Instruction → Make an exact copy of the records, dropping all pictures.

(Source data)
=-=-=-=-=
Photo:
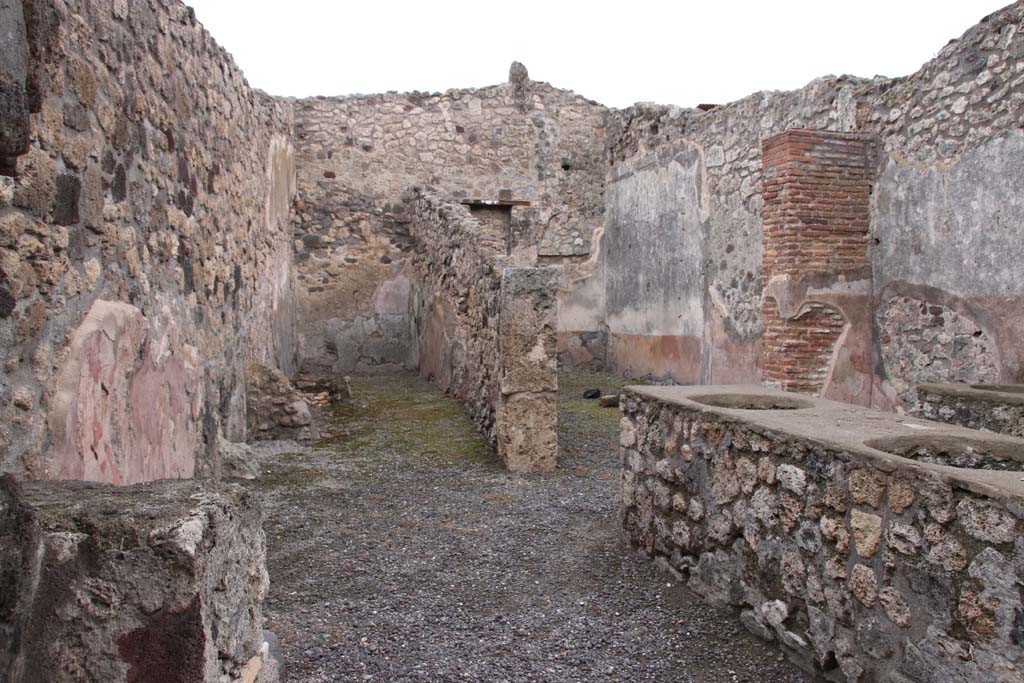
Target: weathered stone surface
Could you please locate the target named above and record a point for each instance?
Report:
(866, 531)
(525, 142)
(526, 437)
(274, 408)
(486, 332)
(115, 421)
(157, 582)
(879, 570)
(163, 184)
(991, 408)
=-=-=-=-=
The answer →
Photo:
Target: weathered stone surface
Could you please locate the target named above and record a point for each instance?
Report:
(866, 531)
(525, 142)
(526, 437)
(274, 408)
(486, 332)
(115, 421)
(157, 582)
(879, 570)
(163, 184)
(991, 408)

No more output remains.